> _引用文_:
発掘ニュース

No.108

2016.06.03

ドラマ

柳生博さん 愛する家族の思い出ビデオテープ

1977(昭和52)年に放送した朝の連続テレビ小説「いちばん星」。

昭和の流行歌手、佐藤千夜子さんの歌一筋に生きた半生を描いた作品です。そのドラマの中で、詩人・野口雨情を演じたこの方…

柳生博さんが今回の発掘提供者です!「ひるまえほっと」(関東地域のみの放送)の『発掘!お宝番組』にご出演いただき語ってもらいました。

柳生さんは1970年代の後半に家族そろって山梨県の八ヶ岳の麓に移り住み、現在も自然の中で暮らしを続けています。その様子をリポートしたNHKのニュース番組の映像も大切にお持ちでした。

日本野鳥の会の会長も務める柳生さん、こちらの写真は放送直前の一枚!

番組セットに鳥の絵を見つけた柳生さん、ご自分のジャケットにも「ホラッ!」と…可愛いツバメが!

スタジオトークの始まりは「いちばん星」の思い出。茨城県出身の柳生博さん、同じ茨木県出身の野口雨情を演じたことを「ラッキーすぎるくらいイイ役」。“お国なまり”を思う存分出せた楽しさとともに反響の大きさを話してくれました。

柳生さんからの提供ビデオ、続いてご覧いただいたのは1977年放送の「お笑いオンステージ」。10年間にわたって放送された人気番組で、柳生さんにとっては、まだ幼かった子供たちとの初共演となった番組です。

> _位置ラベル付け記録_:
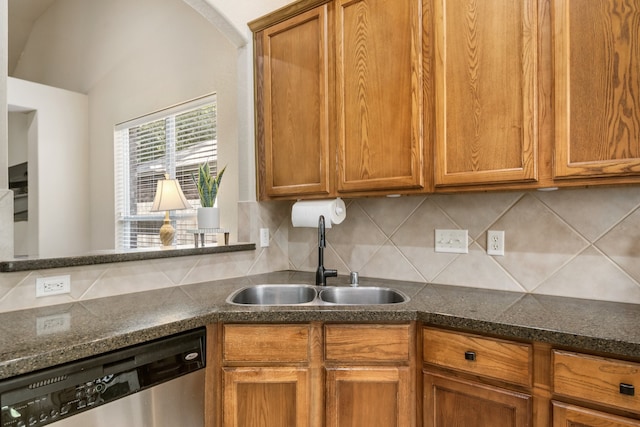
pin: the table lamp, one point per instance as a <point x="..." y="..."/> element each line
<point x="169" y="196"/>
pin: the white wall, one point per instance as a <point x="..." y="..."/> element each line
<point x="131" y="59"/>
<point x="6" y="196"/>
<point x="58" y="169"/>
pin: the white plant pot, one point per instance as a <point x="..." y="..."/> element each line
<point x="208" y="218"/>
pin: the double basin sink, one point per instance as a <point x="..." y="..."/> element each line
<point x="302" y="294"/>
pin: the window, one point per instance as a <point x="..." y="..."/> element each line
<point x="174" y="141"/>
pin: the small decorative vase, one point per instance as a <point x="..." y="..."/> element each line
<point x="208" y="218"/>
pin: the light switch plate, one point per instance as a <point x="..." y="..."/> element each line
<point x="452" y="241"/>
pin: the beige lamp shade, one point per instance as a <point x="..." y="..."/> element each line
<point x="169" y="196"/>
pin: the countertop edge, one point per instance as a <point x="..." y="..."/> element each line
<point x="464" y="310"/>
<point x="106" y="258"/>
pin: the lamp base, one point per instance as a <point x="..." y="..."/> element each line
<point x="167" y="232"/>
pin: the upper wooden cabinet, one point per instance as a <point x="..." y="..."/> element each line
<point x="379" y="94"/>
<point x="597" y="88"/>
<point x="293" y="102"/>
<point x="371" y="97"/>
<point x="486" y="91"/>
<point x="339" y="99"/>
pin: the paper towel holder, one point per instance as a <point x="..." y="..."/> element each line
<point x="305" y="213"/>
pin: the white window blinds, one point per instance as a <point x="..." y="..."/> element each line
<point x="174" y="141"/>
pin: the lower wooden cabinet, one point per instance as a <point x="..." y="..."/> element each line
<point x="452" y="402"/>
<point x="459" y="375"/>
<point x="266" y="397"/>
<point x="369" y="396"/>
<point x="361" y="375"/>
<point x="574" y="416"/>
<point x="315" y="375"/>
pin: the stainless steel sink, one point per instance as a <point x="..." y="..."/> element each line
<point x="273" y="295"/>
<point x="362" y="296"/>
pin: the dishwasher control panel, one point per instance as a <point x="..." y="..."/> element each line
<point x="49" y="407"/>
<point x="47" y="396"/>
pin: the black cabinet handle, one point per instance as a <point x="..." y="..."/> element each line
<point x="627" y="389"/>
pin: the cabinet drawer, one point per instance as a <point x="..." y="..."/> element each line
<point x="366" y="343"/>
<point x="266" y="343"/>
<point x="597" y="379"/>
<point x="570" y="415"/>
<point x="503" y="360"/>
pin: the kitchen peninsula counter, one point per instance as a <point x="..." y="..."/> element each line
<point x="38" y="338"/>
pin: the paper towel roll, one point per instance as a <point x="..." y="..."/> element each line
<point x="306" y="213"/>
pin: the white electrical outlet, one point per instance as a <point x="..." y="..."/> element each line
<point x="264" y="237"/>
<point x="453" y="241"/>
<point x="54" y="285"/>
<point x="495" y="242"/>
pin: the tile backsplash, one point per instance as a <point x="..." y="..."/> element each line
<point x="582" y="243"/>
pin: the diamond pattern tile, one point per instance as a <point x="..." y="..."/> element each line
<point x="592" y="211"/>
<point x="475" y="212"/>
<point x="415" y="239"/>
<point x="591" y="275"/>
<point x="356" y="239"/>
<point x="537" y="242"/>
<point x="622" y="244"/>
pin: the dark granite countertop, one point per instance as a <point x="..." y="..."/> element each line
<point x="29" y="340"/>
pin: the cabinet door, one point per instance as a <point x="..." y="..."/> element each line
<point x="369" y="396"/>
<point x="486" y="91"/>
<point x="597" y="87"/>
<point x="293" y="113"/>
<point x="573" y="416"/>
<point x="452" y="403"/>
<point x="266" y="397"/>
<point x="379" y="95"/>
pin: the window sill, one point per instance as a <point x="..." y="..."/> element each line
<point x="110" y="257"/>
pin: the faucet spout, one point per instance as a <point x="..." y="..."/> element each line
<point x="322" y="273"/>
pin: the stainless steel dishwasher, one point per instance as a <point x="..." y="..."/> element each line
<point x="156" y="384"/>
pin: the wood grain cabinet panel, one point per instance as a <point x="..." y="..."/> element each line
<point x="565" y="415"/>
<point x="492" y="358"/>
<point x="486" y="58"/>
<point x="452" y="402"/>
<point x="379" y="94"/>
<point x="597" y="87"/>
<point x="369" y="396"/>
<point x="367" y="343"/>
<point x="266" y="343"/>
<point x="266" y="397"/>
<point x="597" y="380"/>
<point x="293" y="106"/>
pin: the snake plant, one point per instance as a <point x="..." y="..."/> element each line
<point x="207" y="184"/>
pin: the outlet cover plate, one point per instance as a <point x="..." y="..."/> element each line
<point x="495" y="242"/>
<point x="53" y="285"/>
<point x="452" y="241"/>
<point x="264" y="237"/>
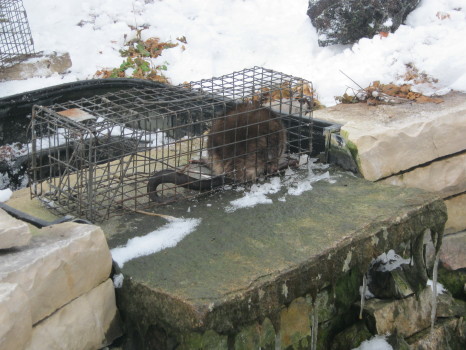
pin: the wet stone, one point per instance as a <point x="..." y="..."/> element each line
<point x="351" y="337"/>
<point x="270" y="262"/>
<point x="404" y="317"/>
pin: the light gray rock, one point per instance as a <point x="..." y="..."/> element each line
<point x="88" y="322"/>
<point x="405" y="317"/>
<point x="392" y="138"/>
<point x="440" y="176"/>
<point x="15" y="317"/>
<point x="62" y="263"/>
<point x="13" y="232"/>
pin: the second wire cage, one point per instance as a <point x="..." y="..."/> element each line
<point x="133" y="149"/>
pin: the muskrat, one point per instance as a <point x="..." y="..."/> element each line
<point x="246" y="143"/>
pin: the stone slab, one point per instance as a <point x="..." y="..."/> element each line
<point x="392" y="138"/>
<point x="13" y="232"/>
<point x="441" y="176"/>
<point x="15" y="317"/>
<point x="453" y="251"/>
<point x="456" y="207"/>
<point x="62" y="263"/>
<point x="404" y="317"/>
<point x="238" y="267"/>
<point x="447" y="334"/>
<point x="88" y="322"/>
<point x="44" y="65"/>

> _課題_: 柳生博さんの発掘ニュースの記事を、最後の文に続けて書き進めなさい。

> _解答_:
親子で出演したのは『減点ファミリー』のコーナー。三波伸介さんが描くそっくりの似顔絵、そして笑いあり涙ありのアットホームなスタジオは、まさに家族で楽しめる番組です!

コーナーの最後は子供からの作文、長男・真吾さんです。

「僕のパパは仕事でいつもいない。一週間のうち時々しか会えないこともある。いるときはいつも『遊ぼう』と僕は言う。だけどママは『疲れているから後で遊びなさい』というので、家にいてもなかなか遊べない…。」

俳優はプライベートを露出するものではないと考えていた柳生さん。しかし多忙を極め家族との時間が持てない中、思いきって子供たちと一緒に出演したといいます。

「あれは本当に自分の一大決心で…あの時代の俳優というのは、カメラに向かってフリートークをしたりというのは良くないと皆に言われていたわけ。ただ、あの時は三波伸介さんという大変尊敬する方に『お前も出てこいよ』といわれて…。」

「ちょうどそのころ僕は年間何百本というドラマをこなしていて家に帰れなかったんです。そういう時に、家が溶けていく、壊れていくっていう気持ちがものすごくあってね…それで伸介さんの誘いに乗ったんです。」
島津アナ「本当に家族の絆を取り戻す番組だったんですね。」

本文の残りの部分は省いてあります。